**データ一覧**.
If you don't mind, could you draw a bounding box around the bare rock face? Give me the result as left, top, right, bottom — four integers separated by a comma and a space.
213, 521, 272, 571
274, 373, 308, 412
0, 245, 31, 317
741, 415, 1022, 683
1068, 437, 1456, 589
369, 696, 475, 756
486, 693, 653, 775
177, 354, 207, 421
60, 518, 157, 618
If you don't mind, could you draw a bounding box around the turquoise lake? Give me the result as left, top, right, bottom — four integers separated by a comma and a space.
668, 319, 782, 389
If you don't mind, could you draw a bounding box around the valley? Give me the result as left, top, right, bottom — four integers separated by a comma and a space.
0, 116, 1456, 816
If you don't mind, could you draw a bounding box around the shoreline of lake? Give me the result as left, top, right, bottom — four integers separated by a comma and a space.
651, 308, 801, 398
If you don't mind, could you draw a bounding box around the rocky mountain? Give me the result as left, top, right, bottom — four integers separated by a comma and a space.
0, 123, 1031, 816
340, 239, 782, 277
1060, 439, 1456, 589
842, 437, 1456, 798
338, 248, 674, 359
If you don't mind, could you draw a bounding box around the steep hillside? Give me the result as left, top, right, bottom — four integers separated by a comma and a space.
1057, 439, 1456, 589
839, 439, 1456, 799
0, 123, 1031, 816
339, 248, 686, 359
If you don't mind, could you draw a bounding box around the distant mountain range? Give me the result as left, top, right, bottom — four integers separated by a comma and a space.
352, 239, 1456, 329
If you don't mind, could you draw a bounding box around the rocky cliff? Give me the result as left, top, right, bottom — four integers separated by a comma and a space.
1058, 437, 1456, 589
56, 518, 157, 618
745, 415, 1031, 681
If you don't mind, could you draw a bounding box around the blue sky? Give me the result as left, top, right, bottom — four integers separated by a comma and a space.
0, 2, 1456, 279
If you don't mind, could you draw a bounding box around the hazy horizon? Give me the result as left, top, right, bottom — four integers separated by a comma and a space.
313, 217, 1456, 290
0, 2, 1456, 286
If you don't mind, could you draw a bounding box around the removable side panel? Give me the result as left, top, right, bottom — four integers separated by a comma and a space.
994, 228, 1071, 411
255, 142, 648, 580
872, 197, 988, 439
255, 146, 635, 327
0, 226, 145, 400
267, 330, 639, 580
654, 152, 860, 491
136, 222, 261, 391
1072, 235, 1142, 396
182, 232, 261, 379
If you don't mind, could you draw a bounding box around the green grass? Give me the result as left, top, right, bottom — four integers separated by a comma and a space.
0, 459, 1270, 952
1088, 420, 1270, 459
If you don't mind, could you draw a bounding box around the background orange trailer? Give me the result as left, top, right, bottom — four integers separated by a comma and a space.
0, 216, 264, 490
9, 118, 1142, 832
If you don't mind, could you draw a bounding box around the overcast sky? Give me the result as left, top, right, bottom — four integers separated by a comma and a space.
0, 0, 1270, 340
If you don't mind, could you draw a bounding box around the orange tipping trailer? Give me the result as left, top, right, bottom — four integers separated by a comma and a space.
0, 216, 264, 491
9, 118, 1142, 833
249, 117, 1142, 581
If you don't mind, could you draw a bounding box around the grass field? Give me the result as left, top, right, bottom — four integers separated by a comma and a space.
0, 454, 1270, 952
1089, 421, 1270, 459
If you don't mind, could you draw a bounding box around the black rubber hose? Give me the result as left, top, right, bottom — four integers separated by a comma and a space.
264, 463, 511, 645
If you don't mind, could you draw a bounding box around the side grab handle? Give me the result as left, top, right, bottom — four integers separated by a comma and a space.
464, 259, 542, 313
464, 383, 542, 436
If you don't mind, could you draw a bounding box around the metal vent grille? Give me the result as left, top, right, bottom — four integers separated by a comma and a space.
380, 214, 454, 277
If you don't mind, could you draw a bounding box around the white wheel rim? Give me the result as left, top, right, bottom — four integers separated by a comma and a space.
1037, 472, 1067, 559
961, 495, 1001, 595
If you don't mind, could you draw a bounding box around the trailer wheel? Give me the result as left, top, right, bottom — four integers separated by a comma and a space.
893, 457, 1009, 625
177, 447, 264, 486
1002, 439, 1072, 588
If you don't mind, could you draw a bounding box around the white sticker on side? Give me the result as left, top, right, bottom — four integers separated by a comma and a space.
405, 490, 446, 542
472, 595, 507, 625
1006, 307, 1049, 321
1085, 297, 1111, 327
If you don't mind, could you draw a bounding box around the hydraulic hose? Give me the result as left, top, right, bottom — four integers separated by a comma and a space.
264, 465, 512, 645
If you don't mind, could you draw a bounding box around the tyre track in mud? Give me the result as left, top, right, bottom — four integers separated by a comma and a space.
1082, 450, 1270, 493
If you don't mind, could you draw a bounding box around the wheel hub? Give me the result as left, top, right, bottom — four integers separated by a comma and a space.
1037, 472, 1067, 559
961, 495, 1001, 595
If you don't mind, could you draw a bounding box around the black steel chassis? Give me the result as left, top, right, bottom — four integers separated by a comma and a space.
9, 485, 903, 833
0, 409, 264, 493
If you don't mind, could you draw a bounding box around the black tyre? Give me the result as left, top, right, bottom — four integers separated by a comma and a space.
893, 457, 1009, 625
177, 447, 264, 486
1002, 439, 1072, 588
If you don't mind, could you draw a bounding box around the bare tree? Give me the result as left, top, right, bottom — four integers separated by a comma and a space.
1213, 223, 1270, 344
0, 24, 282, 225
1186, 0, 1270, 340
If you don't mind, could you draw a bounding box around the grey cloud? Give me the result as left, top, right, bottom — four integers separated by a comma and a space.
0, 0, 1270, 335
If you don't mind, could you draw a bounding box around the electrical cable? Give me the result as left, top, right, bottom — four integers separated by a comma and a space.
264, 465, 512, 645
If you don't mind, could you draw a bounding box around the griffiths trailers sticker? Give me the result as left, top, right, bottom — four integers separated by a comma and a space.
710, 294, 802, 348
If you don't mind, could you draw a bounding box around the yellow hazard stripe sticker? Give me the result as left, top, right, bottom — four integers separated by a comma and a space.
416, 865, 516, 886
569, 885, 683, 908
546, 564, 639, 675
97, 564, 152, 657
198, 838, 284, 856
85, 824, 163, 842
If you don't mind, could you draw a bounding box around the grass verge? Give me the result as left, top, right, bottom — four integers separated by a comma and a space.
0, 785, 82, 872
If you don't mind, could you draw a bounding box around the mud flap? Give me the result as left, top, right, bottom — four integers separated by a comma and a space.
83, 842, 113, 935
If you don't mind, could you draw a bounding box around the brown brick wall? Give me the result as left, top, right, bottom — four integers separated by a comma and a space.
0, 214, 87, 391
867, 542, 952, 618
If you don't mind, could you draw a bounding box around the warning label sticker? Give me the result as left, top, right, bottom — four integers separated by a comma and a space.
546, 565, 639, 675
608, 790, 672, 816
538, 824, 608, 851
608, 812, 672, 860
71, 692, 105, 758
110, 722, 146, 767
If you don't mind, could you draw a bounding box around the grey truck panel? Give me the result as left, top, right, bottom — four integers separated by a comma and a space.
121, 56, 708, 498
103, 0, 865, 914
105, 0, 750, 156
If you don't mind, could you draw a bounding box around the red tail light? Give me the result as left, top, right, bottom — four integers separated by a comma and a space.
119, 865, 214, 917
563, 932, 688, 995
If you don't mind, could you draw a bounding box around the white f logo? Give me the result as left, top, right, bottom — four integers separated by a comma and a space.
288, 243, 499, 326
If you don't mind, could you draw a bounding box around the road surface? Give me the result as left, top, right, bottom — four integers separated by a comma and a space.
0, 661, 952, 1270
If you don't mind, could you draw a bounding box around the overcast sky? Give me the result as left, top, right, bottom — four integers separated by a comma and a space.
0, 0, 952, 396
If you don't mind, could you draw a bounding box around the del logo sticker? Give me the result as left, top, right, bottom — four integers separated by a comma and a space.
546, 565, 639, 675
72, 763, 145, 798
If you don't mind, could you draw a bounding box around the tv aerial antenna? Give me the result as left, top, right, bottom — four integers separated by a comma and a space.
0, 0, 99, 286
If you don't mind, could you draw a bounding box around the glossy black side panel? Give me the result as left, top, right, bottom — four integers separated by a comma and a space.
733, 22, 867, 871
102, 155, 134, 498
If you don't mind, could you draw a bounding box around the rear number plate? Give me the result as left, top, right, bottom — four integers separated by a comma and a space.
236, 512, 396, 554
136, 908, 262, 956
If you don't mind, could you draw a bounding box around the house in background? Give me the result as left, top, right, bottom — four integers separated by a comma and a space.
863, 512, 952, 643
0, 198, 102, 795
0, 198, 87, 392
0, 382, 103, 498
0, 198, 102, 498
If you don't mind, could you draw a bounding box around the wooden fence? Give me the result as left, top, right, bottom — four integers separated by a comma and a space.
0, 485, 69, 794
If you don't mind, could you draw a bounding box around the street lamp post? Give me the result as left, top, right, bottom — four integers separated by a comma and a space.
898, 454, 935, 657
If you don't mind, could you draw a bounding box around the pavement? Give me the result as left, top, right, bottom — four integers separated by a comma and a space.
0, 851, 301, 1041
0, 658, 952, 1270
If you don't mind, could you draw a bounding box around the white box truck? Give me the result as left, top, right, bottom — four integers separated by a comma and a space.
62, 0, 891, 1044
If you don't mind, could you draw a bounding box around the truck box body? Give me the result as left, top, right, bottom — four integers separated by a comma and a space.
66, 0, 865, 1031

**課題内容**. 「around the orange」を含む行で始まり「380, 214, 454, 277」を含む行で終わる部分だけを、列名「依頼」「回答」の2列CSVに変換すること。依頼1件につきCSVを1行とし、依頼文とその回答をそれぞれ引用符で囲んだ1フィールドに収め、改行は空白に置き換える。

**この課題の解答**.
依頼,回答
"If you don't mind, could you draw a bounding box around the orange tipping trailer? Give me the result as left, top, right, bottom — four integers separated by a comma and a space.","0, 216, 264, 491 9, 118, 1142, 833 249, 117, 1142, 581"
"If you don't mind, could you draw a bounding box around the grass field? Give me the result as left, top, right, bottom — four integers separated by a comma and a space.","0, 454, 1270, 952 1089, 421, 1270, 459"
"If you don't mind, could you draw a bounding box around the black rubber hose? Give me the result as left, top, right, bottom — four integers separated by a comma and a space.","264, 463, 511, 645"
"If you don't mind, could you draw a bounding box around the side grab handle? Give me the result as left, top, right, bottom — four integers separated by a comma and a space.","464, 259, 542, 313 464, 383, 542, 436"
"If you don't mind, could you draw a bounding box around the metal vent grille? Give me the result as left, top, right, bottom — four integers separated by a comma and a space.","380, 214, 454, 277"